提示された抜粋 =>
★ ★ ★ ★ ★
乗り心地はというと、15&16インチモデルともにライバルよりは硬めです。段差はうまくいなしてくれますが、ファミリィユースを考えると、もう少し足回りはしなやかにしたほうがいいのではないでしょうか。

一方で、意外と面白かったのはアンビエントメーター。通常のメーターパネルの上にある速度計の部分、その背後に表示される色の移り変わりがドライバーの心理にビシッと突き刺さるのです。
エコ運転中ならグリーン、ちょっとエコ程度ならグリーンとブルーの混ざった色、加速中など燃費が悪い場合にはブルーが表示されます。私のような単純人間は、不思議なもので出来るだけグリーンにしようと、ついつい無意識に頑張ってしまいます。

同様に、メーターパネル内のマルチインフォメーションディスプレイに表示されるecoスコアのリーフ(葉っぱ)の数も、育てようとしてしまいます(エコ運転度が高いほど、リーフが増えます)。同社のインターナビを付けていれば、運転後に「運転がどれほどエコだったか」を教えてくれたり、インターナビ・プレミアムクラブに加入すれば、全国のインサイトオーナーと燃費を競い合うこともできます。

エコをただ謳ったり心がけたりするよりも、こうしたゲーム性の導入はかなり有効な方法だと思えます。新時代の車に乗っているのだとオーナーに自覚させてくれるのではないでしょうか。
★ ★ ★ ★ ★
与えられた指示 1 =>
下の行のうち、「form [(723, 184)].」を含む行から「[(410, 318)]」を含む行までを、両端も含めてそのまま書き写すこと。

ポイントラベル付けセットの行
★ ★ ★ ★ ★
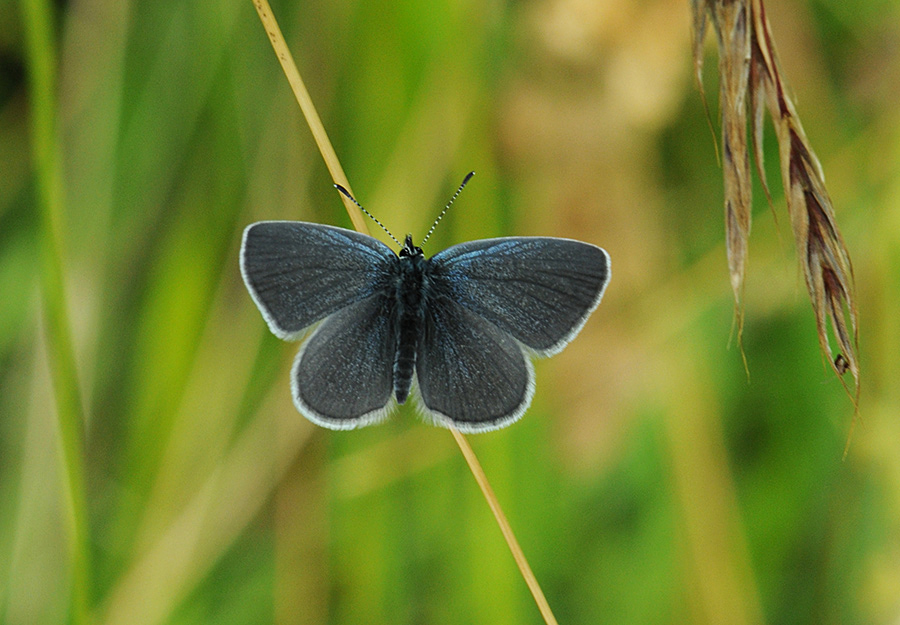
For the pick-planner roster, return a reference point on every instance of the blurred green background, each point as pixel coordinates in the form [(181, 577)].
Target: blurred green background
[(650, 482)]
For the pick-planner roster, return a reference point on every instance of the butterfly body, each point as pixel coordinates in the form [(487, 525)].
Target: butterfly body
[(460, 326), (411, 294)]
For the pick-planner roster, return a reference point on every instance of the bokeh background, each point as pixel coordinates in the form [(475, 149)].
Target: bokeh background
[(650, 482)]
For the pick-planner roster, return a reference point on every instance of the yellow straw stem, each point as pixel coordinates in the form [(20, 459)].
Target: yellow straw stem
[(308, 109)]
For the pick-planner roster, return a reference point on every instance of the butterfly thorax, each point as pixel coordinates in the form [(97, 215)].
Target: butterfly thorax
[(409, 317)]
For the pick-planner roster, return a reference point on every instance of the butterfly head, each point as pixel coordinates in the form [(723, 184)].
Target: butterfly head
[(410, 249)]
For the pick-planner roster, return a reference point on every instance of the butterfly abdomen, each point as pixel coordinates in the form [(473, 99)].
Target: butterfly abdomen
[(410, 318)]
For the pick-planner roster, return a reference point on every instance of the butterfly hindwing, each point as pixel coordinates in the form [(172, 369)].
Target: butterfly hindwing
[(343, 376), (469, 372)]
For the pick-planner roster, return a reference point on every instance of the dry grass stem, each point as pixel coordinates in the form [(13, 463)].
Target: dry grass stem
[(749, 70)]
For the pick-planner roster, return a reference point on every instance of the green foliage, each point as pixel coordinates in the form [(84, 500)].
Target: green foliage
[(651, 481)]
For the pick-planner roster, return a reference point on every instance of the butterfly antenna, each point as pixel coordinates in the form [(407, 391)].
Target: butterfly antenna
[(370, 215), (446, 208)]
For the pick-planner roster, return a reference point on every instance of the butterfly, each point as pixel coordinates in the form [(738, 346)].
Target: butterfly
[(458, 330)]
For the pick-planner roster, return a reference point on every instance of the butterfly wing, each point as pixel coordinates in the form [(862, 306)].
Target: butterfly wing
[(540, 290), (470, 373), (343, 376), (299, 273)]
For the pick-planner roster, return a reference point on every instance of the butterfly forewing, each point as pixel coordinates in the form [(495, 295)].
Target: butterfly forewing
[(540, 290), (299, 273), (343, 376), (470, 372)]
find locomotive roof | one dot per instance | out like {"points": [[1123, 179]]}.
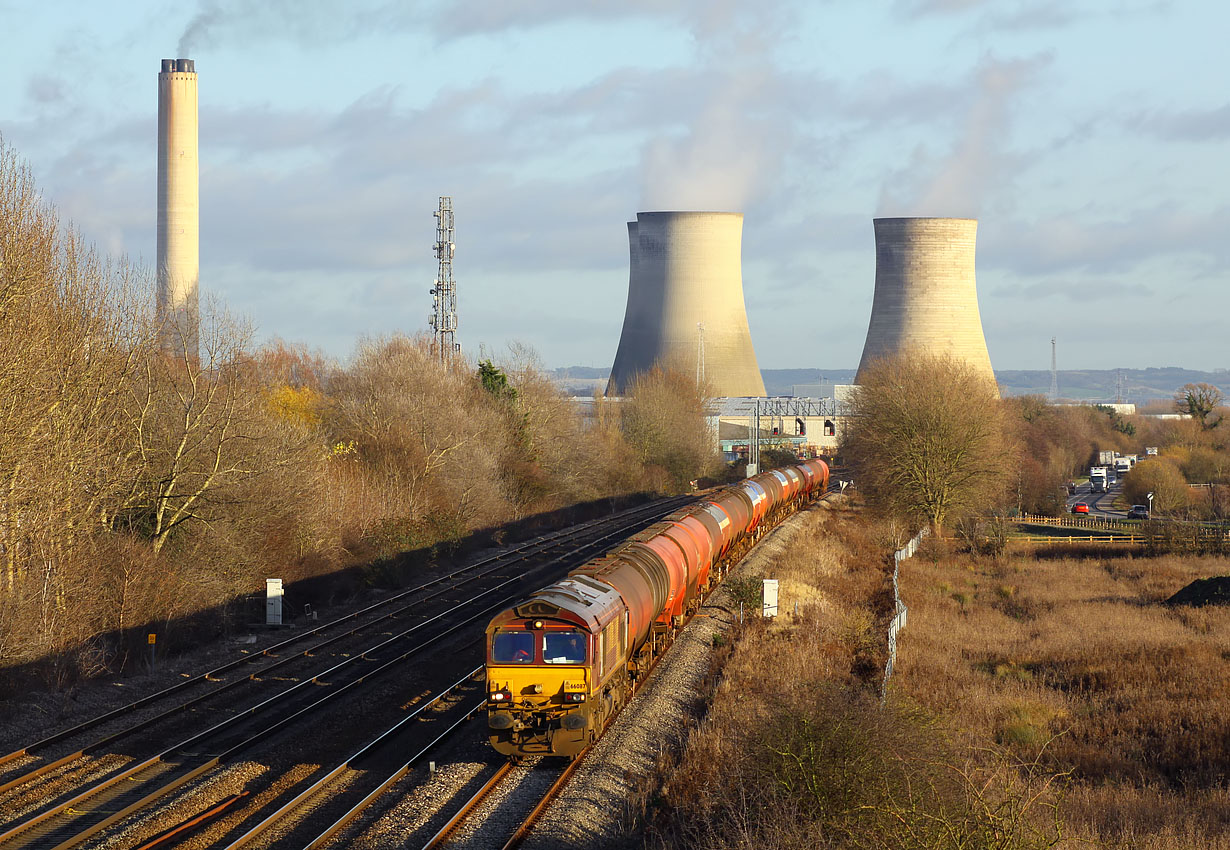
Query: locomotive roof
★ ★ ★ ★ ★
与えられた指示 2 =>
抜粋によると、加速中など燃費が悪い場合、アンビエントメーターには何色が表示されるか。

回答全文 1 =>
For the pick-planner roster, return a reference point on every instance of the butterfly head, each point as pixel coordinates in the form [(723, 184)].
Target: butterfly head
[(410, 249)]
For the pick-planner roster, return a reference point on every instance of the butterfly abdomen, each point as pixel coordinates in the form [(473, 99)].
Target: butterfly abdomen
[(410, 318)]

回答全文 2 =>
ブルーが表示される。